* Record excerpts *

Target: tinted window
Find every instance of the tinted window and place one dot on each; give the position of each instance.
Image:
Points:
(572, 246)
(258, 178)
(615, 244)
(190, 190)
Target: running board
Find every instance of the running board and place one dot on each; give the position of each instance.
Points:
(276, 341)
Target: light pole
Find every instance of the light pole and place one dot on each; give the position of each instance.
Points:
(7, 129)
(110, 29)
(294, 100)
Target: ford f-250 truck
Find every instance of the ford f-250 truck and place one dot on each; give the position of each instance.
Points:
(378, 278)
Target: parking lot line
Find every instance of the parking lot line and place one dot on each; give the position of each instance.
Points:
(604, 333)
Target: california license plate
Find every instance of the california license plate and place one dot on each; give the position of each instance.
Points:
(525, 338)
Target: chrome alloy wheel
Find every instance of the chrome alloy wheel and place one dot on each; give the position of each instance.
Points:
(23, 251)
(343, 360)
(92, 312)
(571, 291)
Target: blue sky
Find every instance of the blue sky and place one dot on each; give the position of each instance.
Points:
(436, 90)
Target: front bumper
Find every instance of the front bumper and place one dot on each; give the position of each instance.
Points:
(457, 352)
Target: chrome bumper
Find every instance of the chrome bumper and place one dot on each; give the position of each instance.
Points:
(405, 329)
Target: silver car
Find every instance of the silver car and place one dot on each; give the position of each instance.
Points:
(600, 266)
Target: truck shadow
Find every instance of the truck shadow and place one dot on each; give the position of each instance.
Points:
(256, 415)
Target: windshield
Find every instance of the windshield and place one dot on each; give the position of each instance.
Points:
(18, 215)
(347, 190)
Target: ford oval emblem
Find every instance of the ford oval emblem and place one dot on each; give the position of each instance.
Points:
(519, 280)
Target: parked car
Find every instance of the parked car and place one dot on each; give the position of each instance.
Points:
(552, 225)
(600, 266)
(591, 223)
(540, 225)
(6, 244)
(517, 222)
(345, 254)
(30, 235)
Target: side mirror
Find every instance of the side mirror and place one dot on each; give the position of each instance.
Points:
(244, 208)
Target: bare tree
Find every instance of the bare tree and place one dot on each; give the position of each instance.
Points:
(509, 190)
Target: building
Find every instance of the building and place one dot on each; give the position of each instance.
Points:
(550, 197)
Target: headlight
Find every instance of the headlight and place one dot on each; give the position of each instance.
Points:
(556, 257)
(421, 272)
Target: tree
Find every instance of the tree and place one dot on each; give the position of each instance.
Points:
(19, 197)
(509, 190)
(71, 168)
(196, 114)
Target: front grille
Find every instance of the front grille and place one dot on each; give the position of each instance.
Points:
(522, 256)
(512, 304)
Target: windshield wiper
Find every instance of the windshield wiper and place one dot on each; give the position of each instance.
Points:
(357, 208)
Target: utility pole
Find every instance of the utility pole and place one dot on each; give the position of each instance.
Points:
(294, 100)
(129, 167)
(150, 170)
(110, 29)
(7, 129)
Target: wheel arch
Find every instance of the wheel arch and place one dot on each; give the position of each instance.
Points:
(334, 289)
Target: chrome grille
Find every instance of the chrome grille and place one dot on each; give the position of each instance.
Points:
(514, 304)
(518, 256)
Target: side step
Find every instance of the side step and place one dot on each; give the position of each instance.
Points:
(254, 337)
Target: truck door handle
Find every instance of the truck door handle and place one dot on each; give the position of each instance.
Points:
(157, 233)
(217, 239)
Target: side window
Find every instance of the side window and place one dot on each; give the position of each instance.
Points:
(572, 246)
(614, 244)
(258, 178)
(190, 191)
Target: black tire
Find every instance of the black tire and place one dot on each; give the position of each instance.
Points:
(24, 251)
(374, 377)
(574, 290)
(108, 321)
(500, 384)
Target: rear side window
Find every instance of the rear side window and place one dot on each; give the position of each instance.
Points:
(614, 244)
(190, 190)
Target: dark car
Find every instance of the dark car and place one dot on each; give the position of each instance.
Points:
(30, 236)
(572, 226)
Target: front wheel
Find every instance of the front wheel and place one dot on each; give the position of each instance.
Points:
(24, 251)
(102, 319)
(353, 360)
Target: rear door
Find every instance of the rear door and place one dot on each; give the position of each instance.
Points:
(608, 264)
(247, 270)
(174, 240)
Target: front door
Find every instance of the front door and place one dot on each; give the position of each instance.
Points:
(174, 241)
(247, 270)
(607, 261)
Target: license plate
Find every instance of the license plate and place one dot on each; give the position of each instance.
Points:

* Instructions for the task *
Set all of the data down again exactly.

* Finished task *
Target: tinted window
Find every instance of the tinted window and place one dot on each; give the position of each instance.
Image:
Points:
(572, 246)
(258, 178)
(615, 244)
(190, 190)
Target: running board
Find every instance of the running board and place one dot on each; give the position of each instance.
Points:
(276, 341)
Target: light pole
Find every instance of the light pole and place one dot on each; give the position of each instance.
Points:
(7, 129)
(110, 29)
(294, 100)
Target: ford f-250 truck
Find every instance of the ford f-250 truck and place one dot on each; give the position of each instance.
Points:
(378, 278)
Target: parking lot line
Find every instance of the parking lot line and place one dot on each; give the position of each instance.
Points:
(604, 333)
Target: california license plate
Find every instance of the california license plate and place one dot on each; give the position of each instance.
Points:
(525, 338)
Target: chrome alloy wheel
Find every instance of the chrome alloy wheel and place one dot on each; give the position of each instance.
Points:
(23, 251)
(343, 360)
(92, 312)
(571, 291)
Target: blue sky
Find every instance of the blue sky and place one dot on each; give the position of each instance.
Points:
(436, 90)
Target: front bumper
Find every instance of the front bumper and place one dot on each; give the position of each instance.
Points:
(457, 352)
Target: chrome bumper
Find every instance of the chrome bumper and place one dot on each; give the position of each instance.
Points:
(405, 329)
Target: silver car
Find every instance of the silver car and place one dot on each; give the position of each instance.
Points:
(600, 266)
Target: truck shadow
Find every instance of the truck shadow and place one dot on each; give the position of each instance.
Points:
(256, 415)
Target: windshield
Find every instance of the windshield and place one dot on each; give the position of each instance.
Points:
(18, 215)
(347, 190)
Target: ford oval emblem
Find every instance of the ford oval emblem and place one dot on each; give the position of each instance.
Points:
(519, 280)
Target: parked car
Find every instance of the parked car and place one dot on each; give the position of each instance.
Points:
(552, 225)
(600, 266)
(591, 223)
(540, 225)
(6, 244)
(517, 222)
(345, 254)
(30, 235)
Target: side mirror
Find every instance of the side mirror and place one dot on each; give the position of each instance.
Points:
(244, 208)
Target: bare tree
Find every instance of the bare tree and place one dot on each; give the position of each instance.
Points:
(509, 190)
Target: building
Find every instance of the building and place one dot on each; give the position of each instance.
Points:
(550, 197)
Target: headlight
Find every instance of the headlight and place one dot on each; give the position of each instance.
Points:
(556, 257)
(421, 272)
Target: tree
Find every instance of the tree and place one dot on each; give the position of each instance.
Points:
(19, 197)
(509, 190)
(71, 168)
(196, 114)
Target: front grille
Find every instance of the front grille and place one dot on each; give the position of each instance.
Points:
(522, 256)
(512, 304)
Target: windshield wiper
Find every instance of the windshield wiper and place one dot on each; give the position of each instance.
Points:
(357, 208)
Target: utility pole
Find every instance of the utility pole and place one dot on each; give the position of each instance.
Points:
(294, 100)
(129, 167)
(150, 170)
(110, 29)
(7, 129)
Target: wheel arch
Find every instance of the wheel arch and place one dot on each; give the position of each instance.
Points:
(334, 289)
Target: chrome grille
Find every instance of the chrome grille and place one dot on each; give the position of each instance.
Points:
(514, 304)
(518, 256)
Target: side step
Find every instance of the side step and place one dot on each; give the position of each instance.
Points:
(254, 337)
Target: truck door handle
Find every instance of the truck door handle and place one dot on each; give the position of each instance.
Points:
(157, 233)
(217, 239)
Target: side window
Find every instance of the side window and place one dot on each; give the position of each instance.
Points:
(572, 246)
(614, 244)
(258, 178)
(190, 191)
Target: black tire
Find every instance of the black tire and place one dot on each; give the position of each instance.
Points:
(24, 251)
(374, 377)
(574, 290)
(108, 321)
(500, 384)
Target: rear side window
Find every instance of the rear side window and place one dot on each; give the position of each instance.
Points:
(614, 244)
(190, 190)
Target: dark car
Find every instance of the dark car and place one dot on each; give the position of each instance.
Points:
(30, 236)
(572, 226)
Target: front wheel
Find every instance of the front wheel and place one dot on each; give the position of each instance.
Points:
(24, 251)
(102, 319)
(353, 360)
Target: rear door
Find every instance of the rear door and place one dot on each; give the position of each instance.
Points:
(608, 264)
(247, 270)
(174, 240)
Target: front door
Find every instance of the front door and place one dot on each; give the position of each instance.
Points:
(174, 241)
(247, 270)
(607, 261)
Target: license plate
Find every instance of the license plate and place one dot on each; give the position of each instance.
Points:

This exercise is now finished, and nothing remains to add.